DOCUMENT SEGMENT —

Upload 8-bit MLX quantization of datalab-to/chandra-ocr-2

1303930 verified about 2 months ago

3.78 kB

	---
	library_name: mlx
	license: other
	license_name: modified-openrail-m
	license_link: LICENSE
	tags:
	- ocr
	- pdf
	- markdown
	- layout
	- mlx
	- 8bit
	- quantized
	pipeline_tag: image-text-to-text
	base_model: datalab-to/chandra-ocr-2
	---

	# Chandra OCR 2 — 8-bit MLX Quantization

	This is an 8-bit MLX quantization of [datalab-to/chandra-ocr-2](https://huggingface.co/datalab-to/chandra-ocr-2), converted for efficient inference on Apple Silicon using the [mlx-vlm](https://github.com/Blaizzy/mlx-vlm) framework.

	Original model: [datalab-to/chandra-ocr-2](https://huggingface.co/datalab-to/chandra-ocr-2)
	Quantization: 8-bit affine, group size 64
	Framework: MLX (Apple Silicon)

Object location annotation data:
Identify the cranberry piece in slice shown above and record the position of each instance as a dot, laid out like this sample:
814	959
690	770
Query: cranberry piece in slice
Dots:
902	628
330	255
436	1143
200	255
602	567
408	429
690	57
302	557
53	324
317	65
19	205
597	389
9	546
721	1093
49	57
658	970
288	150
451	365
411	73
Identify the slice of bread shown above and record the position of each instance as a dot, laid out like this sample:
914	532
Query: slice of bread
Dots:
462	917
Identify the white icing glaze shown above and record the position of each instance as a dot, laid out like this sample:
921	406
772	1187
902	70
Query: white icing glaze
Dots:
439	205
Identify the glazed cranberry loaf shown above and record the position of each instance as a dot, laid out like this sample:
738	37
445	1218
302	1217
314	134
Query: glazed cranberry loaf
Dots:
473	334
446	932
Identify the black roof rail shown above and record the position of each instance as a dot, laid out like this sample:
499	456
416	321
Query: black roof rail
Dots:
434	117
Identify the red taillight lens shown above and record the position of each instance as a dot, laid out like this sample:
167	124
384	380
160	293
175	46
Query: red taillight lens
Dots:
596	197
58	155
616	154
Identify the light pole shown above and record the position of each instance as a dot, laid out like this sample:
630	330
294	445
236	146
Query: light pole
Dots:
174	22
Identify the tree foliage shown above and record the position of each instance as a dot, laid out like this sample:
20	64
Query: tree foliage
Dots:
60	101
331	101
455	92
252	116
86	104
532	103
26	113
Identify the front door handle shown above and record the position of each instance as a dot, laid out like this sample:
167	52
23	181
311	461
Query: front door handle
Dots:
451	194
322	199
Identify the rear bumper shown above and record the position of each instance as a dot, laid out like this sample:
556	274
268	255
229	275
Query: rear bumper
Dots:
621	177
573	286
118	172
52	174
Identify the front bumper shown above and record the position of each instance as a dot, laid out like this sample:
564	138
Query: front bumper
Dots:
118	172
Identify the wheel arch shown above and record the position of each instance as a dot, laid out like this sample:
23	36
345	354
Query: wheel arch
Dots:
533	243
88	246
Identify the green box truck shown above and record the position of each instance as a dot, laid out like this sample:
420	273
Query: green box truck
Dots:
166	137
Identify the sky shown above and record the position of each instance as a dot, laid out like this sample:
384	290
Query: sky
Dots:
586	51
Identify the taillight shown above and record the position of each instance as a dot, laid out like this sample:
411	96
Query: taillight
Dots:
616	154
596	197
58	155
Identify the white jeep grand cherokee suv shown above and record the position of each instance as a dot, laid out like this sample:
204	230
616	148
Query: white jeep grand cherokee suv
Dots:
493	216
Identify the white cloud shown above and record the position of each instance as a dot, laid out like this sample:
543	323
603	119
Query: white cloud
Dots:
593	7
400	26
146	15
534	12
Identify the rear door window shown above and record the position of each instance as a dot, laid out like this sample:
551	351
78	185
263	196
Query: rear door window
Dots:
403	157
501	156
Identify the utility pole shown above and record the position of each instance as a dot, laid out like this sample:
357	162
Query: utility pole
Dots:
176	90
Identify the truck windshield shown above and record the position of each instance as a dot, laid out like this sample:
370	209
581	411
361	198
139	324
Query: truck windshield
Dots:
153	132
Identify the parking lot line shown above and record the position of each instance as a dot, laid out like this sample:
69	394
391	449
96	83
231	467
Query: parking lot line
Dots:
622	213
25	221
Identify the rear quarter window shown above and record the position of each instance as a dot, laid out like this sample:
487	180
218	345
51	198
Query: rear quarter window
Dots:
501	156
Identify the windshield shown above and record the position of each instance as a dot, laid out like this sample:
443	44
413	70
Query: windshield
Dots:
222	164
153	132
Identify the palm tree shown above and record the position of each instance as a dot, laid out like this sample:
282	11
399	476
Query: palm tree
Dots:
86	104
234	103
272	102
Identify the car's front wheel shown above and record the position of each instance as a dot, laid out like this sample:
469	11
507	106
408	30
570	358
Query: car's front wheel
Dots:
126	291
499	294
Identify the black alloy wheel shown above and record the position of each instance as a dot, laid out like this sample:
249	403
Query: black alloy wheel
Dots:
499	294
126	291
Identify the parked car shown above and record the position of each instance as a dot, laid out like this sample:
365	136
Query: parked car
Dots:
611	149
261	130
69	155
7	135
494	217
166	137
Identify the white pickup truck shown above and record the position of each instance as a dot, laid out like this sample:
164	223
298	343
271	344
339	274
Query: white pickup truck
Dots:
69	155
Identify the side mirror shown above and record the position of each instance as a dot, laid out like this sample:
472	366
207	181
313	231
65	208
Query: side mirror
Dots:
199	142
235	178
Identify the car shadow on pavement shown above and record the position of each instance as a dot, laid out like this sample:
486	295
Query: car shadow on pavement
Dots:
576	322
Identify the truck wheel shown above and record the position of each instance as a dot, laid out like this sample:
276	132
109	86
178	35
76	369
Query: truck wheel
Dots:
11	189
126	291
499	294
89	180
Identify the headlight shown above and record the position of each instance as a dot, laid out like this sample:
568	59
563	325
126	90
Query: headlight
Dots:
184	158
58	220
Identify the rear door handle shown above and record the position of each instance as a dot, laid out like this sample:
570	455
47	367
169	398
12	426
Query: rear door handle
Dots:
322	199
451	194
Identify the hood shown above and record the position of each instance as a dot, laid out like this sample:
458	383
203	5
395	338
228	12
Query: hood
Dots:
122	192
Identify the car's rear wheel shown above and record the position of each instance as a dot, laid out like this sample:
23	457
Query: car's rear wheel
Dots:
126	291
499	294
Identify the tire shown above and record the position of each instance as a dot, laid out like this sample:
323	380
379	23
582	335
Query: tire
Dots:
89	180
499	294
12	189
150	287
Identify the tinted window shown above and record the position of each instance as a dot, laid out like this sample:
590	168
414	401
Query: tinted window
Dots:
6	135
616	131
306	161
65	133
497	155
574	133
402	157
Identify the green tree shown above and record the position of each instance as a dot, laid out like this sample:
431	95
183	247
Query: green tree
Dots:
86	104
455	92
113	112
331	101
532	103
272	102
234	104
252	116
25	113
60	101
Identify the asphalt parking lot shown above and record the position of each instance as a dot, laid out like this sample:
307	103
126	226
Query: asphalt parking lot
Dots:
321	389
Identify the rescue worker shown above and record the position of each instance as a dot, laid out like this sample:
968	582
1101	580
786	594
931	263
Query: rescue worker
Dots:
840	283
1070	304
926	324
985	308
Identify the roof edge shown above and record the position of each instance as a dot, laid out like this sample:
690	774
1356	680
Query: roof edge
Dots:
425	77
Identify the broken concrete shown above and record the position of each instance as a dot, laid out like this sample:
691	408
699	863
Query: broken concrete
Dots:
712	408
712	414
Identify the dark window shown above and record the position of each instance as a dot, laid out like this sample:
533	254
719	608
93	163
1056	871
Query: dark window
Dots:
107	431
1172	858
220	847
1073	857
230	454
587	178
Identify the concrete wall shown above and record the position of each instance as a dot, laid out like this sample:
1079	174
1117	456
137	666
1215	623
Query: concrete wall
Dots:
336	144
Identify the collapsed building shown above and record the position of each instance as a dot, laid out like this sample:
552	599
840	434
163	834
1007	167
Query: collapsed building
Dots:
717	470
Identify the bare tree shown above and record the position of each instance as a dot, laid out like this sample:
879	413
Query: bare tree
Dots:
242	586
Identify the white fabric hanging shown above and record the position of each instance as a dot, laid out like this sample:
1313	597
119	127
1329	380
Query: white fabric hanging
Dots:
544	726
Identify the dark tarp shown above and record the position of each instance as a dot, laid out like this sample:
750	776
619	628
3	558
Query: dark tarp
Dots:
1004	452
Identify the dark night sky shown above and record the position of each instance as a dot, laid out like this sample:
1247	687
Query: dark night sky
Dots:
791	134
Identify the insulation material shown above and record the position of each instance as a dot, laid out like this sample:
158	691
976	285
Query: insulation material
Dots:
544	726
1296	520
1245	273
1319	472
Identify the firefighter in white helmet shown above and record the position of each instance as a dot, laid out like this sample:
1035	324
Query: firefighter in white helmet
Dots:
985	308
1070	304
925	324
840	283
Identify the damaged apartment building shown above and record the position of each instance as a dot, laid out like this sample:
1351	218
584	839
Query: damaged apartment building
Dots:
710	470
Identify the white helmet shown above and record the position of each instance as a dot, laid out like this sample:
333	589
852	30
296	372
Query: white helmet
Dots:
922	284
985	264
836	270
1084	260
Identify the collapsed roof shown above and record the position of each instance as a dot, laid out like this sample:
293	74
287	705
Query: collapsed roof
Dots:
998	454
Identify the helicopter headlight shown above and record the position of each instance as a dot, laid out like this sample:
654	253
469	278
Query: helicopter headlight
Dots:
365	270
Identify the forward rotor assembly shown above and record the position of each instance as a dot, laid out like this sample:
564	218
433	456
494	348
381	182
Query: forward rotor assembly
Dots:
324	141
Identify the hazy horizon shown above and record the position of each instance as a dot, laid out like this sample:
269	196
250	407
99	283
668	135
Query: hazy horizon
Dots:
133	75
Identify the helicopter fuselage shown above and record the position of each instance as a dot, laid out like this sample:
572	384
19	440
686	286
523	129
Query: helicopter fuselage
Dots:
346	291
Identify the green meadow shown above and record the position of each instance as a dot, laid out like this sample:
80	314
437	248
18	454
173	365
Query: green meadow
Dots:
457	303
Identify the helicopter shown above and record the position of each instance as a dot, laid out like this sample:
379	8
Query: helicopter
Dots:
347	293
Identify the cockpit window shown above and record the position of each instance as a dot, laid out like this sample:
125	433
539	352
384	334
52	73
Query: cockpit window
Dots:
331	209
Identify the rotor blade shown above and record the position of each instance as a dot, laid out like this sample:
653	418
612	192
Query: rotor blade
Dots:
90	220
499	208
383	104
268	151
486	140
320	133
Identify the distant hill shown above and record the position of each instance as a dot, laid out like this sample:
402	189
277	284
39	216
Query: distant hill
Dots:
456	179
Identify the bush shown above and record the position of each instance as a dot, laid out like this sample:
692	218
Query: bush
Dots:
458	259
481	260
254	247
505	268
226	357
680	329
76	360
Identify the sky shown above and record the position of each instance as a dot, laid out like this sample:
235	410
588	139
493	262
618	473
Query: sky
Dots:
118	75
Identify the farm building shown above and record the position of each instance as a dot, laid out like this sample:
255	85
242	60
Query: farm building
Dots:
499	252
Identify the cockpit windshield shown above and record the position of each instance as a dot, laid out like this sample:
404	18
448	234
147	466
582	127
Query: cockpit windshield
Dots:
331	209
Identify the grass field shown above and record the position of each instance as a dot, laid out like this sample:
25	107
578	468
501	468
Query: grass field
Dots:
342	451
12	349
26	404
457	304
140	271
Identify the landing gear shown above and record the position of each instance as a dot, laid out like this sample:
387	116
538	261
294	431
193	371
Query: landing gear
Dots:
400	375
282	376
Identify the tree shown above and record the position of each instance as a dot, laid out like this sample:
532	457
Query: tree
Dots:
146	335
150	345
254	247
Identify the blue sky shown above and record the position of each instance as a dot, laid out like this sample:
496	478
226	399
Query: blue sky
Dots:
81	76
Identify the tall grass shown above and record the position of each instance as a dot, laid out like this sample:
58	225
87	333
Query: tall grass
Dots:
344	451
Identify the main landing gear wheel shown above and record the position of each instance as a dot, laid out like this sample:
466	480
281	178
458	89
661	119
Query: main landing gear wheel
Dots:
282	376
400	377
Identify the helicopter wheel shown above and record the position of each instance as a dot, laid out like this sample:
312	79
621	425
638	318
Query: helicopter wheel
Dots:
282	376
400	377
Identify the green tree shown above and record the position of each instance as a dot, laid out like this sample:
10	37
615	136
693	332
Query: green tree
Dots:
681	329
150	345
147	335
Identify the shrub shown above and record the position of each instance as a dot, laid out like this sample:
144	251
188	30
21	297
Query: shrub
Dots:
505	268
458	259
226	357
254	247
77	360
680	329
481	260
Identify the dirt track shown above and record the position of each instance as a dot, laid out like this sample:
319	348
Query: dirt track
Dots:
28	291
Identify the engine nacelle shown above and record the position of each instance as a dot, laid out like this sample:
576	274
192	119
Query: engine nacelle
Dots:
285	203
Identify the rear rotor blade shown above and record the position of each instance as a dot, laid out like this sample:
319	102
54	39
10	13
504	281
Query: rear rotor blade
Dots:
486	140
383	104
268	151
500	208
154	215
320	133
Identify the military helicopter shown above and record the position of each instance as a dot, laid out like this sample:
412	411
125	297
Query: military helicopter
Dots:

TASKS TO CARRY OUT —
(a) Why was datalab-to/chandra-ocr-2 converted with the mlx-vlm framework, according to the Chandra OCR 2 page?
(b) Give every tag listed in the metadata of the Chandra OCR 2 page.

PER-TASK ANSWERS —
(a) It was converted for efficient inference on Apple Silicon.

(b) ocr, pdf, markdown, layout, mlx, 8bit, quantized